» **Instruction**
Return each line in the rows below that contains the string "post".

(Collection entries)
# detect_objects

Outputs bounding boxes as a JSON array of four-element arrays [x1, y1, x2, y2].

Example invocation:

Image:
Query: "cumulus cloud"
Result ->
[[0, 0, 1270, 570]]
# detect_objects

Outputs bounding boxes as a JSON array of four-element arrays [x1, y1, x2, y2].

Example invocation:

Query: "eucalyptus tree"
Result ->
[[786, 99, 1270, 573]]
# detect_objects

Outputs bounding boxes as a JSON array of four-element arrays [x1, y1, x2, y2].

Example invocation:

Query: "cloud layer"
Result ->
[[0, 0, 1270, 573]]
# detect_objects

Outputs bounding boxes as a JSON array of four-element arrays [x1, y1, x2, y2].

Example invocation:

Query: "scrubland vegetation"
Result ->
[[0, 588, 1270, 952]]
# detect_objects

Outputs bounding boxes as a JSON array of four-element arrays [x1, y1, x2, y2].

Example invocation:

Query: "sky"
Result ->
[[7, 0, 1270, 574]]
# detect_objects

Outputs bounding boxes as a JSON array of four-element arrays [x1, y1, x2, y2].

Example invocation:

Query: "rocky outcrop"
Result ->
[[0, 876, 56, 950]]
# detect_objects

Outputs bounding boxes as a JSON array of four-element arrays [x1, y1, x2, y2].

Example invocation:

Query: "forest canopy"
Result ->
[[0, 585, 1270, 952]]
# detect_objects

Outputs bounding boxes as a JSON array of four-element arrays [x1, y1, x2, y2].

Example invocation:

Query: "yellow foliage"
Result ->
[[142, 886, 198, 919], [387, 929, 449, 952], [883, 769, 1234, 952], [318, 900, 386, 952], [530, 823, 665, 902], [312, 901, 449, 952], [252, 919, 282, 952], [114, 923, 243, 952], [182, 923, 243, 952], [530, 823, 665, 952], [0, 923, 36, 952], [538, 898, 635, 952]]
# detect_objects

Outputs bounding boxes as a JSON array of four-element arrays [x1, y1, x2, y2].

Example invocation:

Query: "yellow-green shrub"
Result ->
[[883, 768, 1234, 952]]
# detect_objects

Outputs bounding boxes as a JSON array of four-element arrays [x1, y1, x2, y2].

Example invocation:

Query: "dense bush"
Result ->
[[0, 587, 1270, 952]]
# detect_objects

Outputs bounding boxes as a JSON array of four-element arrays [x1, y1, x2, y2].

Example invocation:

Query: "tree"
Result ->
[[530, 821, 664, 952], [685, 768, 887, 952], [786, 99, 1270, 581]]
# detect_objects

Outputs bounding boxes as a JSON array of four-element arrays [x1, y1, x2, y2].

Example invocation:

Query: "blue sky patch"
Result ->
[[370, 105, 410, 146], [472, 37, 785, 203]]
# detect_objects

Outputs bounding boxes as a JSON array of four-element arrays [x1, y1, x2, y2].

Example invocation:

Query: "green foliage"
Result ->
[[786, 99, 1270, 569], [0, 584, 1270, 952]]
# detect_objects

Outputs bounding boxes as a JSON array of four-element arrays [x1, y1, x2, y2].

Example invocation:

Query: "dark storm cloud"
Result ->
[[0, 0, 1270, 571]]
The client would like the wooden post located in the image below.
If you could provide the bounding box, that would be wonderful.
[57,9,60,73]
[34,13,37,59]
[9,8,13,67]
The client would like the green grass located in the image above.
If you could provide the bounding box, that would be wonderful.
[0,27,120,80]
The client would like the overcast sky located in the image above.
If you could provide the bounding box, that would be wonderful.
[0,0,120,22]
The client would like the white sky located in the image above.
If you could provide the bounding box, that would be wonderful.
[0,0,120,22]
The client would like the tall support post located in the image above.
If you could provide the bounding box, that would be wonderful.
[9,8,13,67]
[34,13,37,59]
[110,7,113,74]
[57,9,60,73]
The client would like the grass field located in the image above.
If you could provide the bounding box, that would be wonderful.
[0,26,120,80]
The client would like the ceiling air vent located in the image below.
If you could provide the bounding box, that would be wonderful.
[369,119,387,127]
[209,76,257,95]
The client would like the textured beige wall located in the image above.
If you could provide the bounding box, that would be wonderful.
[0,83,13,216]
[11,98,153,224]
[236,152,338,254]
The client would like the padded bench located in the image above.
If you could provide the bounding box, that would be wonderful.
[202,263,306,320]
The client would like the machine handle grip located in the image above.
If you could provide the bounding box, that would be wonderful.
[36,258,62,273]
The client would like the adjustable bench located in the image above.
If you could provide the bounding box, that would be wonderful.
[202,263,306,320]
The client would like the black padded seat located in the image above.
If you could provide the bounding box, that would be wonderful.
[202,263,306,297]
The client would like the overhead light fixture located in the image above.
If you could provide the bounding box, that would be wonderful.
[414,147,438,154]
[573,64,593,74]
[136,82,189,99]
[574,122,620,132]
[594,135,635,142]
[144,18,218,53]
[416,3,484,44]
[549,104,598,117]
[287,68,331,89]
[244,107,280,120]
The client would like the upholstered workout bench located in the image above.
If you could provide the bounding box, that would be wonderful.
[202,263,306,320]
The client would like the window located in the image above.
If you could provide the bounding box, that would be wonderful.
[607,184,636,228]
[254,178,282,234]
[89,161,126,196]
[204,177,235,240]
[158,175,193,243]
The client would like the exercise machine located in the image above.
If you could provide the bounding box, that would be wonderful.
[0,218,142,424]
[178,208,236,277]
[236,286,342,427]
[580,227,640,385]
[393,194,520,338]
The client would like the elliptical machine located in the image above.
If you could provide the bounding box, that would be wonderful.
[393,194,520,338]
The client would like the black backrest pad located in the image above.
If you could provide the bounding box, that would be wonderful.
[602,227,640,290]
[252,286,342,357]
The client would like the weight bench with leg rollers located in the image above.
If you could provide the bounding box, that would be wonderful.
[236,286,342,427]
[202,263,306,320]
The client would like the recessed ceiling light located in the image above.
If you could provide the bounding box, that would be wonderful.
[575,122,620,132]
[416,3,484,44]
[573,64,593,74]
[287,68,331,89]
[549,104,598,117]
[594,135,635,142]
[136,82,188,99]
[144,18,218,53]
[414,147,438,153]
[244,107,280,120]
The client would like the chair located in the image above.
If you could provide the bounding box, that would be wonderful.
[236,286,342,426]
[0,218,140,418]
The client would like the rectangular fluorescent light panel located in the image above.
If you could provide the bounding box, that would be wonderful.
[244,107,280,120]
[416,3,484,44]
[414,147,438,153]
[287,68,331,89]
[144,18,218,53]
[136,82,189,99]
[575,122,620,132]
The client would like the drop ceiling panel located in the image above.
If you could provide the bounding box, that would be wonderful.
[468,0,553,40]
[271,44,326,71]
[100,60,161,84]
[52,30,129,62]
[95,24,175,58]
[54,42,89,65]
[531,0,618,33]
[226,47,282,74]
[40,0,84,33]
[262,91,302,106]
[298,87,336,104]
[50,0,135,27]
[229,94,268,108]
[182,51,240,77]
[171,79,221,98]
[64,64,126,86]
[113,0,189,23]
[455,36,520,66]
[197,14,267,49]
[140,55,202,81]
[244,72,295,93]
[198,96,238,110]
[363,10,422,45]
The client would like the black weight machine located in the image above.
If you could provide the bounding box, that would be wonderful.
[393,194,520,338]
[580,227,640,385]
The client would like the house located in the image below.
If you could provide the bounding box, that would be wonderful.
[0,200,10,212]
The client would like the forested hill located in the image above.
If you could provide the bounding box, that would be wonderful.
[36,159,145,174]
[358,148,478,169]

» **Written solution**
The client would like the wooden post located in the image below.
The client would like the tall support post located in the image above.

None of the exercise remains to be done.